* WORK INSTRUCTIONS
Reproduce only the lines that run from the line containing "point(205, 73)" to the end of the entries below, exactly as they stand.

====== DATASET RECORDS ======

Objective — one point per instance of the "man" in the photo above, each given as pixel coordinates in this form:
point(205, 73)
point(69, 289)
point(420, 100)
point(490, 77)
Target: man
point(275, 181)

======

* SOLVED EXERCISE
point(205, 73)
point(69, 289)
point(420, 100)
point(490, 77)
Target: man
point(275, 181)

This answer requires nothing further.